Start of Records to use
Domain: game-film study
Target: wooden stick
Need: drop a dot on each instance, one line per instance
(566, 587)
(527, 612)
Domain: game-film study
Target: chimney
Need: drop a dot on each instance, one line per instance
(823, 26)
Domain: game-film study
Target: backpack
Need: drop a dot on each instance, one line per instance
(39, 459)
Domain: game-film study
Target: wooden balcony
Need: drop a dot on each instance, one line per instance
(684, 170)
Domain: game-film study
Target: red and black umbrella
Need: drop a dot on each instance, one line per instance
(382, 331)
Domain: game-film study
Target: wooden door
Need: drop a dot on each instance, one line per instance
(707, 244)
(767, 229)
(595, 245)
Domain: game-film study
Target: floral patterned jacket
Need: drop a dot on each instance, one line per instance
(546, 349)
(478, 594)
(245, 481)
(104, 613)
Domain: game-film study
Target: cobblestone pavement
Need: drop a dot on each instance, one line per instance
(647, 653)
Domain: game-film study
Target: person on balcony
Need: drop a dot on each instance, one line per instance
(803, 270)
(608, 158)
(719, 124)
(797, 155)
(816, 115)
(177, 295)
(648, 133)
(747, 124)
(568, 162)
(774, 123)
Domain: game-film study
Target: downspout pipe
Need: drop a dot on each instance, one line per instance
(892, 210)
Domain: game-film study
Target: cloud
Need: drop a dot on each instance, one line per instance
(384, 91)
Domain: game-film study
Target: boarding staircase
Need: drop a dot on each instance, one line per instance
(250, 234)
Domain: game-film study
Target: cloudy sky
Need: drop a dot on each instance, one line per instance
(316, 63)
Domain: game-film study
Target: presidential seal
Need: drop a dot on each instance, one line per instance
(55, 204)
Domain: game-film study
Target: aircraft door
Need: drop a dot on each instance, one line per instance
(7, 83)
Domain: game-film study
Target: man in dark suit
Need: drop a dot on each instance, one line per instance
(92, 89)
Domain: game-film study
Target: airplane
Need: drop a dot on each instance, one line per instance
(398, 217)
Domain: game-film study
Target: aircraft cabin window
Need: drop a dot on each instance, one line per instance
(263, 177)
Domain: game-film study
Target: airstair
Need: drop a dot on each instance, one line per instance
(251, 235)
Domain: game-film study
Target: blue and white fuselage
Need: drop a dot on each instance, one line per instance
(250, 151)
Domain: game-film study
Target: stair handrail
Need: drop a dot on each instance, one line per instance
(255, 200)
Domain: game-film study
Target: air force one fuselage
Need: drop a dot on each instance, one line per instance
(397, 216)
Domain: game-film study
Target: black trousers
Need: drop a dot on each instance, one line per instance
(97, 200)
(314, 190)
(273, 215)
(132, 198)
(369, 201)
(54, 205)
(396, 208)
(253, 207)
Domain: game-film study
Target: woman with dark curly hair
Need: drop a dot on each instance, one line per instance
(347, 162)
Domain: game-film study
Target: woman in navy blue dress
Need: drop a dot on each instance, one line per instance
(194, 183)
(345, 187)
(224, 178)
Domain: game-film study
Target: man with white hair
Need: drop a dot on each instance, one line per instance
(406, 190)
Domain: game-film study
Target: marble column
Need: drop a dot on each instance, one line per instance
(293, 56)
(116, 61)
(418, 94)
End of Records to use
Return every line of the material that contains the string "wooden", copying each line as it appears.

Target: wooden stick
Target: wooden balcony
Target: wooden door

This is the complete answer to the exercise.